Required actions:
A. Name every place mentioned in the essay "Where I Come From," using the same spelling as the text.
B. From the essay "Where I Come From," reproduce the stretch from "Where I Come" through "ever pries further.".

Text excerpt:
━━━━━━━━━━━━━━━━
Where I Come From
When people ask about me, where I came from, my family. I say they grew grapes, from Michigan. That is all I ever say. No one ever pries further.
What I don’t say is that my dad was a fairly big cocaine dealer. That my mom had a counter full of pills and tried endlessly to drug me. That my step mom lit the living room carpet on fire just because she was upset and this is the madness I came up in.
I don’t say that I stood in-between them while they fought, literally with guns out. There is no relaying the ringing I can still hear in my ears from them shooting the fan blades off while I stood there. People don’t hear how my mom packed us up with a few belongings and left when my dad was locked up yet again. How the FBI let him out to watch him and he bashed my little brothers head wide open over a door frame in front of me and put my grandmother on life support.
The nightmares I had never enter conversations. They were so crippling I didn’t sleep right for years. I woke up screaming in tears. And somehow in all of this madness my father was the better parent. You cannot explain to people in a world that likes to makes sense of things. But it was true. My mothers evil is harder to talk about.
Explaining to folks what being a mediator between two drugged out adults your entire childhood is like, well, you can’t. It is a unique kind of battle zone where you’re ability to read body language and say just the right thing will avert a war.
How Christmas memories included my dad breaking up kilos of coke and flushing them down the toilet, for some reason? Proudly proclaiming “a family that smokes together stays together” and instructing us we were all going to play cards and get high for Christmas. While my stepmom crawled around on the floor with a comb in the carpet looking for little chunks of blow because he cut her off.
And I always forget to mention it was my Dad that laid out my first line for me, gave me my first sack of weed. I’m not sure people would find those endearing family memories. Or how that one time they decided to take us on a family trip to Maine she drugged all of us kids with prescription medications so we would sleep. Not exactly Disney Land.
There are thousands of thoughts that run through my mind when someone asks about where I am from. But the truth is it’s easier to say “they grew grapes”. If you cannot tell I am an extremely different individual without me having to tell you about it, I don’t value your opinions that much anyhow.
I am thankful for the way I came up. It taught me how to love people who are hard to love if they are worth it. It showed me what resilience is. And most importantly it gave me a set of skills that cannot be learned in a book.
And this is the gift “growing grapes” gave me.
━━━━━━━━━━━━━━━━
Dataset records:
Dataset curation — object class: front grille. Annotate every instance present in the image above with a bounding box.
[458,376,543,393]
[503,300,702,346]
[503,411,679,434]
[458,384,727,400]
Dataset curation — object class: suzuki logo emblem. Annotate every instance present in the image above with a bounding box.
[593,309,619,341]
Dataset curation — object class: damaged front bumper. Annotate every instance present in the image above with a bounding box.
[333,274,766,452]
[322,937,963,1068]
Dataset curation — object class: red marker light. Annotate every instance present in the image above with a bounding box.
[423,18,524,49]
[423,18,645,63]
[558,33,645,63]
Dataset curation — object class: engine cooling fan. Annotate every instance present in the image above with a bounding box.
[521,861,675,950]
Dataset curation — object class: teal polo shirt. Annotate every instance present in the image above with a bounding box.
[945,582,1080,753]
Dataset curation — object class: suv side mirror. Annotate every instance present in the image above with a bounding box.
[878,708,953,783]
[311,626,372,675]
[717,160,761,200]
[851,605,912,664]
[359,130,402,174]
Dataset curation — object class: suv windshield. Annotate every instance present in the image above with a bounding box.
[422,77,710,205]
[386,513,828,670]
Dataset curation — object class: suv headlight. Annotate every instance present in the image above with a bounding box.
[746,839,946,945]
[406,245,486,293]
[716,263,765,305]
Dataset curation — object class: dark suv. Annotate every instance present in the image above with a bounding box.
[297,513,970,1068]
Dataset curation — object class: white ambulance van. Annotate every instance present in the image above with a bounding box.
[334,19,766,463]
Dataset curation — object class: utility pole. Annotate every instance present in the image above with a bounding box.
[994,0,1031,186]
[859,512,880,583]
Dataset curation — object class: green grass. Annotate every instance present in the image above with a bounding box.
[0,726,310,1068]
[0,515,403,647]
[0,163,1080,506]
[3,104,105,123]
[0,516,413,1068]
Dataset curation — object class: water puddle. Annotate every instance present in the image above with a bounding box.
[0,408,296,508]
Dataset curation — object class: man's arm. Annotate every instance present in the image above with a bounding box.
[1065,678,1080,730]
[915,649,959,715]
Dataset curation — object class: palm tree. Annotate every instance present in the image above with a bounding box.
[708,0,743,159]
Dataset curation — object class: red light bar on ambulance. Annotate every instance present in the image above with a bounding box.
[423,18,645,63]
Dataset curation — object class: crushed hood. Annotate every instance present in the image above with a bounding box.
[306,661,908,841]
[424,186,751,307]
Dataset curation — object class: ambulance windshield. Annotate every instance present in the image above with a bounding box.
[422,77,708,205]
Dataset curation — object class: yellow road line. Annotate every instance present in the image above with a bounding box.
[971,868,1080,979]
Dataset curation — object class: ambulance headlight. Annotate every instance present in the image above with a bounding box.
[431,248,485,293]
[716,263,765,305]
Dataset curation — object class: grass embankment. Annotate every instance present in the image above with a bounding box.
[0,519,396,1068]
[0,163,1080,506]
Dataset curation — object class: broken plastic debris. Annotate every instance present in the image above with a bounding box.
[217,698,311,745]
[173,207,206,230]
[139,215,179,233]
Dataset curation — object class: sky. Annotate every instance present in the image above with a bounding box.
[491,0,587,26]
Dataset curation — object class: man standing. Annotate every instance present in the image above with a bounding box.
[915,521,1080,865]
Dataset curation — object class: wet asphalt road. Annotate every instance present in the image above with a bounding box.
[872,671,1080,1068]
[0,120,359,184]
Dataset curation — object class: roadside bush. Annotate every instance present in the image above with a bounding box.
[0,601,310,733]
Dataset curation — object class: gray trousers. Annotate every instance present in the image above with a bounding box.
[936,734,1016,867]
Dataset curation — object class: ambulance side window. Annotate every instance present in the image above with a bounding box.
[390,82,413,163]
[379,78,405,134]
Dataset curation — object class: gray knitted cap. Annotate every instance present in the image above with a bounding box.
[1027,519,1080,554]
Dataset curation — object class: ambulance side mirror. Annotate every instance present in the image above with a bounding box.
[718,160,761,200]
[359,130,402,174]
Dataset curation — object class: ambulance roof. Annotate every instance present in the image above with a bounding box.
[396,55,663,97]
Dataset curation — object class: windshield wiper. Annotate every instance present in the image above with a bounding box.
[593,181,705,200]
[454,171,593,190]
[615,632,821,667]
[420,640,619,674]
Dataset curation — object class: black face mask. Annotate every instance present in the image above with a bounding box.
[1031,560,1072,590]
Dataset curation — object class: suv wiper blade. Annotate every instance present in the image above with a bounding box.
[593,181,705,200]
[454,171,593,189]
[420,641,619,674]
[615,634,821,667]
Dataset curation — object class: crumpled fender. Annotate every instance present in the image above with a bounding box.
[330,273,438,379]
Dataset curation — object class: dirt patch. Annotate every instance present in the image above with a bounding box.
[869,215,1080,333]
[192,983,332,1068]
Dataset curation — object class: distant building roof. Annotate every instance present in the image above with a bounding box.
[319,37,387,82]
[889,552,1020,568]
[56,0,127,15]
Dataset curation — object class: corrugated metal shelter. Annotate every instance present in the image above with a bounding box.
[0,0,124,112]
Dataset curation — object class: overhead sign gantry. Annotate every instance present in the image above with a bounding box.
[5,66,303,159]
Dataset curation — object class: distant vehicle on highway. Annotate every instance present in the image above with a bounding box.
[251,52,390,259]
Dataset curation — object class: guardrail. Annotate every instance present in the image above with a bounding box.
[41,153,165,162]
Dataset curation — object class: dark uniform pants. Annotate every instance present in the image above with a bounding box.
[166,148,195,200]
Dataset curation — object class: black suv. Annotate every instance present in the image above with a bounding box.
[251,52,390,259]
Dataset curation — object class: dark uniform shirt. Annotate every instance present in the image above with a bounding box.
━━━━━━━━━━━━━━━━
Exercise solutions:
A. Michigan, Maine, Disney Land

B.
Where I Come From
When people ask about me, where I came from, my family. I say they grew grapes, from Michigan. That is all I ever say. No one ever pries further.